> The task
Count how many of the lines below contain the word "vest", matching case exactly, and reply with only that number.

> Pointing entries for labeled objects
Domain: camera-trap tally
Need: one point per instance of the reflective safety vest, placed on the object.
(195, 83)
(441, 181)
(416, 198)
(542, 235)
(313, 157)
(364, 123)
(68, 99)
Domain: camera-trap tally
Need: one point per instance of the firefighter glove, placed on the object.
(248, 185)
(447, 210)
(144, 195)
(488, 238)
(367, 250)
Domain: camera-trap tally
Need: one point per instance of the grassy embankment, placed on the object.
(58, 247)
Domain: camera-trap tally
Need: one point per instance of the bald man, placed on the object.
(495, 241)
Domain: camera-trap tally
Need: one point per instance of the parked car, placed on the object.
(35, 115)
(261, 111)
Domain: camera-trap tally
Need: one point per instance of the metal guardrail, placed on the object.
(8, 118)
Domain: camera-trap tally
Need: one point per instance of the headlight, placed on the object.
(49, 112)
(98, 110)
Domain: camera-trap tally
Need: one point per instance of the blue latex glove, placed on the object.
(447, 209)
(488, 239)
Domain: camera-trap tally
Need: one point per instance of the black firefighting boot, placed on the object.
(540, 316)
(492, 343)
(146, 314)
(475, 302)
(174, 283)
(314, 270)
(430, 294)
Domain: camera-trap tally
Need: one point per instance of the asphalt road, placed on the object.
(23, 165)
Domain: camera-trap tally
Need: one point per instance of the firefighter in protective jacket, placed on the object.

* * *

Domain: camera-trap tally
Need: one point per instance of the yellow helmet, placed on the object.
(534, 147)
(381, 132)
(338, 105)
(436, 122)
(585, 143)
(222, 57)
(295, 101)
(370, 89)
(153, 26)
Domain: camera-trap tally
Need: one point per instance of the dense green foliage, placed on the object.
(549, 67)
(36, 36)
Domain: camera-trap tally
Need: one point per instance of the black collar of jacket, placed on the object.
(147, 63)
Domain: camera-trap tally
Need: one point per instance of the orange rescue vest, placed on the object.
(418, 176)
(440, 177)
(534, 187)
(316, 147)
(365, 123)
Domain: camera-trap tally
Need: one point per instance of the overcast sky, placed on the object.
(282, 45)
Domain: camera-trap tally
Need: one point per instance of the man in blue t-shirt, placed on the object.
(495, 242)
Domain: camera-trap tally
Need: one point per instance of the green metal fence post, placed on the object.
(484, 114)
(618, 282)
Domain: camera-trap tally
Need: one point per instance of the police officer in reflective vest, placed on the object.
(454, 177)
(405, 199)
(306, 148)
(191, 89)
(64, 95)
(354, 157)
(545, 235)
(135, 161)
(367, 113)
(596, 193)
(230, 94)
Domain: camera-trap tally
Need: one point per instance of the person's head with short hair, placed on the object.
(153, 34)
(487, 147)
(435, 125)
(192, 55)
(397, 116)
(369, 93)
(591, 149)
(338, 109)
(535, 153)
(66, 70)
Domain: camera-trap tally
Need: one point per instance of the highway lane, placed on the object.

> The output
3